- _TASK REQUIREMENTS_
Copy the lines below word for word, leaving out the pictures.
========
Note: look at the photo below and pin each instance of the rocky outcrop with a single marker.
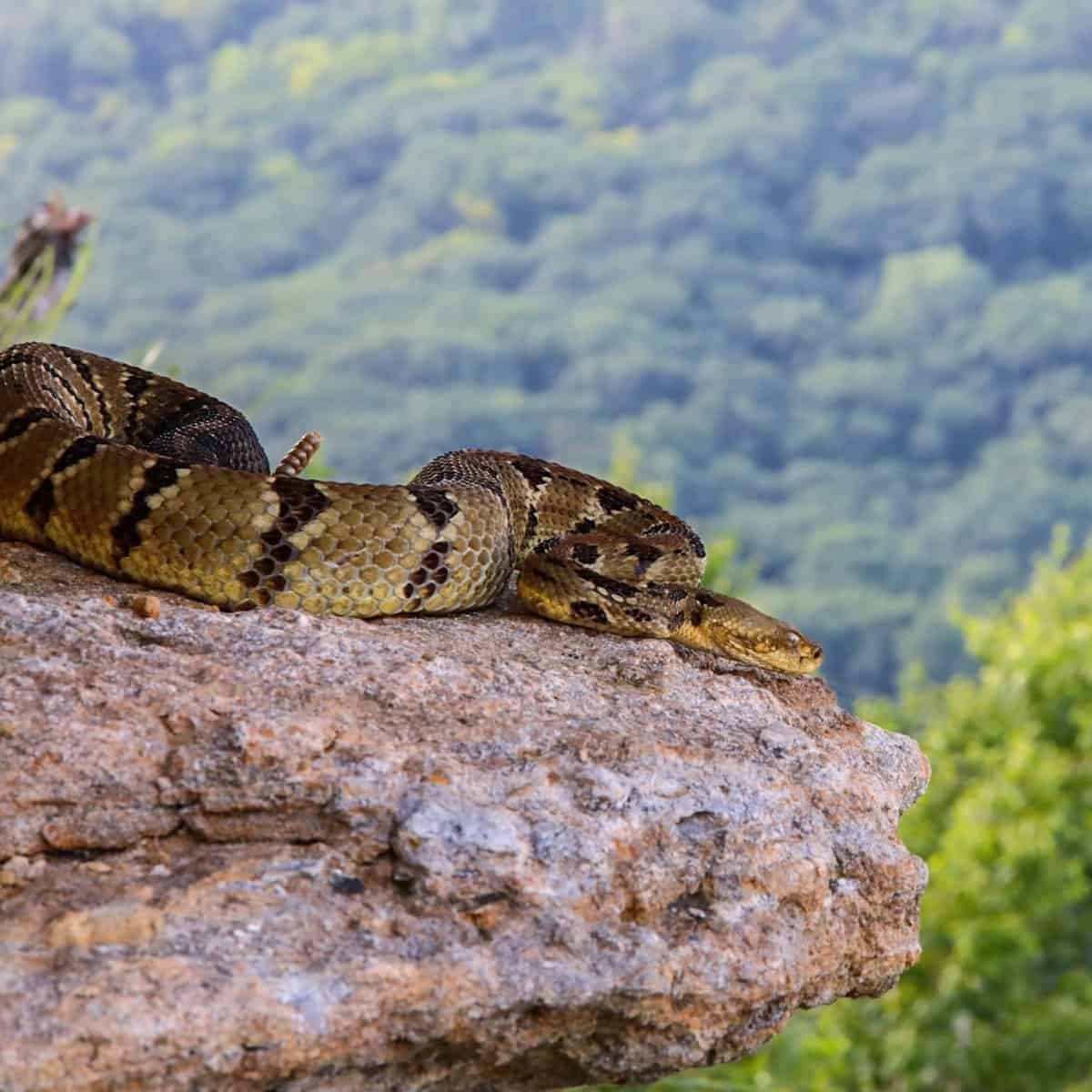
(483, 852)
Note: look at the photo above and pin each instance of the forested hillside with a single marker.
(825, 262)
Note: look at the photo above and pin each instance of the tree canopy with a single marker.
(824, 262)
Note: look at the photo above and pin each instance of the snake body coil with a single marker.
(143, 478)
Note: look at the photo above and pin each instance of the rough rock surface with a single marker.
(484, 852)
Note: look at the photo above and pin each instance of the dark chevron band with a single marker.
(23, 420)
(39, 505)
(126, 532)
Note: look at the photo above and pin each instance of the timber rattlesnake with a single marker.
(143, 478)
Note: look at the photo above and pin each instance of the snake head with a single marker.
(735, 629)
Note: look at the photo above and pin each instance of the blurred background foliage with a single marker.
(824, 262)
(818, 272)
(1002, 998)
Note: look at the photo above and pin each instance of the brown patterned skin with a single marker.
(143, 478)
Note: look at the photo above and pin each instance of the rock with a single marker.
(267, 850)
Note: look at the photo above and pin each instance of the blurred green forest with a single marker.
(825, 263)
(1002, 999)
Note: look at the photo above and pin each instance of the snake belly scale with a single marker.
(143, 478)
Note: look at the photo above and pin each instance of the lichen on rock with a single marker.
(479, 851)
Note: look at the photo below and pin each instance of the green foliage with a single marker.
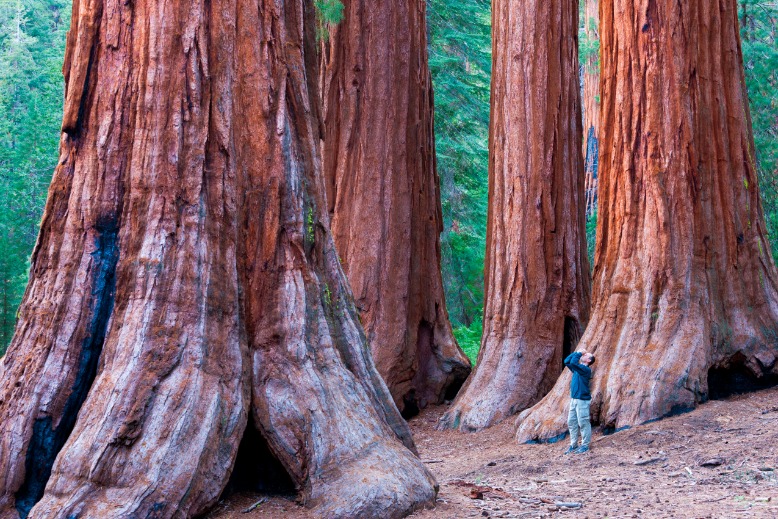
(759, 33)
(591, 236)
(588, 47)
(460, 63)
(32, 38)
(328, 12)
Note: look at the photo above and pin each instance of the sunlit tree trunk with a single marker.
(384, 195)
(537, 272)
(684, 285)
(185, 281)
(591, 105)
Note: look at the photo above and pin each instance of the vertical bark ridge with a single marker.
(684, 281)
(591, 106)
(537, 273)
(317, 397)
(195, 156)
(384, 196)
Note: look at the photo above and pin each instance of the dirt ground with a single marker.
(651, 471)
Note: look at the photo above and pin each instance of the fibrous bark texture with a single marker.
(591, 105)
(684, 282)
(384, 196)
(537, 273)
(185, 281)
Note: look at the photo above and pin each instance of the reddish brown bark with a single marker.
(537, 273)
(591, 105)
(384, 196)
(684, 282)
(185, 280)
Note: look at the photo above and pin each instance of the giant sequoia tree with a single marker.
(685, 289)
(591, 100)
(384, 195)
(185, 282)
(537, 272)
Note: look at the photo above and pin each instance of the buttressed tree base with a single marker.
(384, 196)
(537, 273)
(185, 282)
(685, 289)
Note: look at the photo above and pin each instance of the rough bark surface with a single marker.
(591, 106)
(185, 280)
(384, 196)
(684, 282)
(537, 273)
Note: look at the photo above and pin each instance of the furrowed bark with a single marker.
(684, 281)
(384, 196)
(591, 105)
(537, 272)
(317, 396)
(184, 270)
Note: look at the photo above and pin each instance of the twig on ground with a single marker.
(255, 505)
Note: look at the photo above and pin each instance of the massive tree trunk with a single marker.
(591, 104)
(685, 286)
(384, 196)
(185, 281)
(537, 272)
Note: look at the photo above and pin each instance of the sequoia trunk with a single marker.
(384, 195)
(185, 281)
(591, 103)
(684, 285)
(537, 272)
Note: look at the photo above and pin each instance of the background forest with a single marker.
(32, 40)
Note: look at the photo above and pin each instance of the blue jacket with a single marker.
(579, 387)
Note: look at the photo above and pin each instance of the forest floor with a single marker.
(652, 471)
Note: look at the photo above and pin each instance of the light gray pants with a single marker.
(578, 420)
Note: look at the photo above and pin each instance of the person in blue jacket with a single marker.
(580, 397)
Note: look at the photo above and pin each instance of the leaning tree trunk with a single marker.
(537, 272)
(384, 196)
(684, 280)
(591, 105)
(184, 280)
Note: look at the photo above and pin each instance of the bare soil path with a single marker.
(652, 471)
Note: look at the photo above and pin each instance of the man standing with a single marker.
(580, 398)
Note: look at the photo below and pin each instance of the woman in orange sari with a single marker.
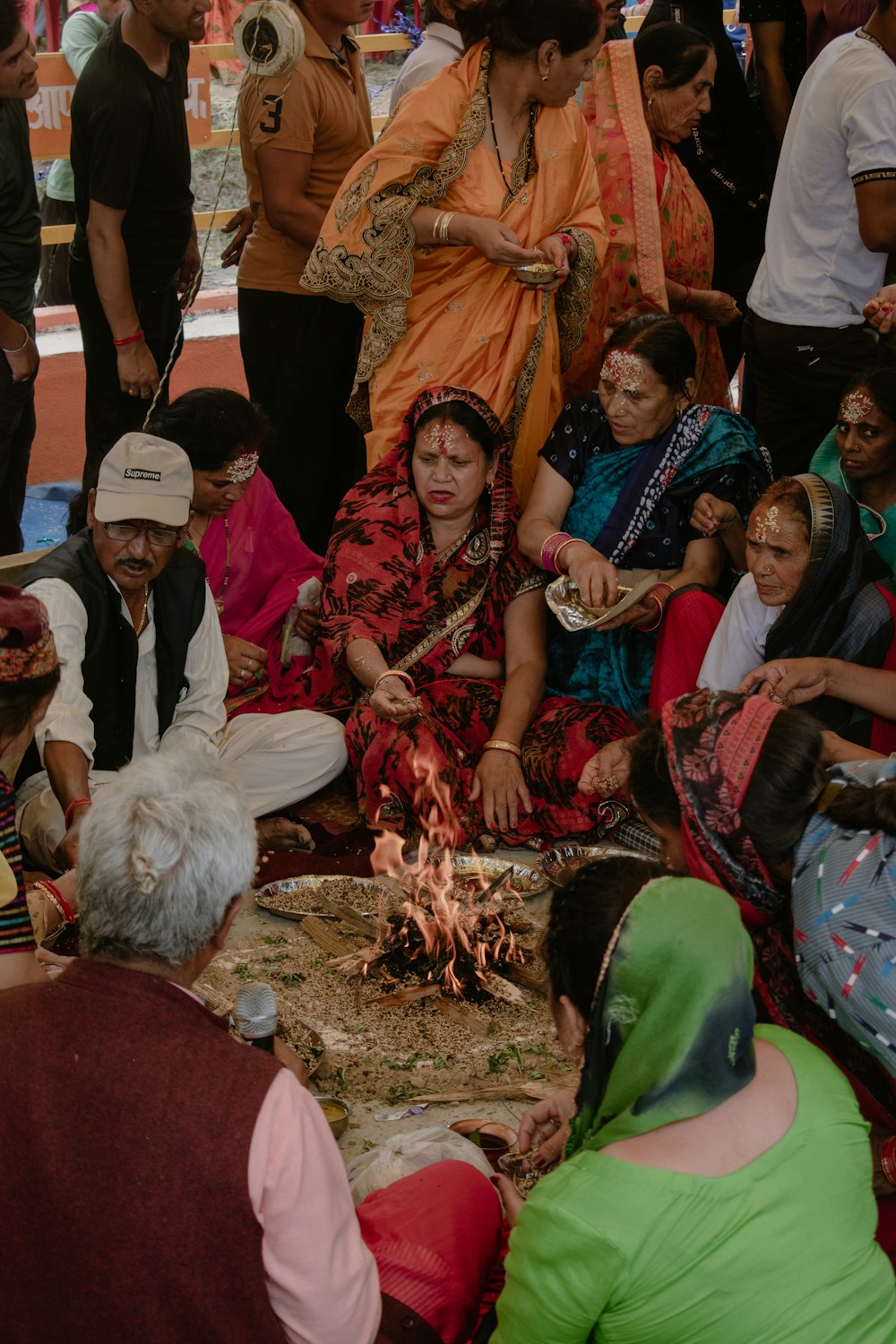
(645, 97)
(484, 169)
========
- _ANSWER TO THE TASK_
Note: look at the photo below and pin each instance of the rocky outcrop with a single marker.
(483, 852)
Note: look at the photo above and pin each instance of the forested hillside with a single marker.
(825, 262)
Note: look at the photo above and pin each instance of the tree canopy with a single marker.
(824, 262)
Note: look at the photo above and pin each instance of the snake body coil with a single marker.
(143, 478)
Note: look at the photo above and pin each instance of the rough rock surface with a single marker.
(484, 852)
Note: look at the photo above and pin each instance of the dark chevron band with a single marker.
(23, 420)
(39, 505)
(126, 532)
Note: look at the photo above and pin each instance of the timber rattlesnake with a single marker.
(143, 478)
Note: look at the photo above and pin each instance of the snake head with a single marker.
(735, 629)
Note: look at the photo above and pin each instance of the blurred background foliage with a single marker.
(824, 262)
(818, 272)
(1002, 998)
Note: look at the photo above and pin each instance of the brown patterned skin with a single marker.
(143, 478)
Note: look at the photo above and pin each instance of the rock with a single marker.
(267, 850)
Note: look at the photo above and pin each instance of the blurred green forest with a single marker.
(825, 263)
(1002, 999)
Note: look at the photo above and pin each instance of the snake belly scale with a single marker.
(143, 478)
Note: look at the photo above and pin each instance of the lichen on rock with a single marker.
(479, 851)
Note: look at the photo below and pin each instance of the green foliage with a single marker.
(759, 33)
(591, 236)
(588, 47)
(460, 63)
(32, 38)
(328, 12)
Note: look at the photo above and pin each instance of the sunlit tree trunk with a single marker.
(384, 195)
(537, 272)
(684, 285)
(185, 281)
(591, 105)
Note: look at the photo above and pin each instance of the vertical bark ridge with a single marker.
(684, 281)
(591, 106)
(537, 273)
(317, 397)
(195, 156)
(384, 196)
Note: look at the photo above and pin each instance of the dirt ground with a single marker.
(651, 471)
Note: look at the photo above and pin each instance of the fibrous bark texture with a single marker.
(591, 105)
(684, 282)
(384, 196)
(537, 273)
(185, 281)
Note: look at the photo above and pin each instance of the reddish brown bark with a single marker.
(537, 273)
(591, 105)
(384, 196)
(684, 282)
(185, 280)
Note: look at the photo above and pin each instance of the giant sequoia tree with a single marker.
(685, 289)
(591, 100)
(384, 195)
(185, 282)
(537, 272)
Note: look at the photo above and pin each instance of the buttressed tree base with a single marker.
(384, 196)
(537, 273)
(185, 282)
(685, 289)
Note: look at the photo above and pin each instance of the rough bark surface with a single marker.
(591, 106)
(185, 280)
(384, 196)
(684, 282)
(537, 273)
Note: look at the photo above and pin each instance of the furrowed bark with a single marker.
(684, 281)
(384, 196)
(591, 105)
(537, 272)
(317, 396)
(184, 270)
Note: look at the photo above and pin each instance of the twig on ground with a single marker.
(255, 505)
Note: look at the photo above and pin each instance of the massive tree trunk with a single marker.
(591, 104)
(685, 286)
(384, 196)
(185, 281)
(537, 272)
Note: look at the photo above and pin each instance of the sequoia trunk with a single marker.
(384, 195)
(185, 281)
(591, 103)
(684, 285)
(537, 272)
Note: look at the photo above and pin each instance of the background forest with a single marker.
(32, 40)
Note: look at the photo above and pin each instance of the blue jacket with a single marker.
(579, 387)
Note: look at the photo above and pin each instance of the forest floor with a single marker.
(652, 471)
Note: look at the photo above and pin each instance of the light gray pants with a single marker.
(578, 420)
Note: look at the photo above and pin each instance of the person in blue jacket with a single marker.
(580, 397)
Note: look at the photo above and pin each instance of the leaning tree trunk with a single marker.
(537, 272)
(384, 196)
(684, 280)
(591, 105)
(184, 280)
Note: look at the photo above and pin each instance of the bare soil path with a single marker.
(652, 471)
Note: look at the photo above and pin each instance of the man standing with a single marker.
(580, 398)
Note: look at the photo below and pin each instance of the woman in orange sari with a single marker.
(645, 97)
(484, 169)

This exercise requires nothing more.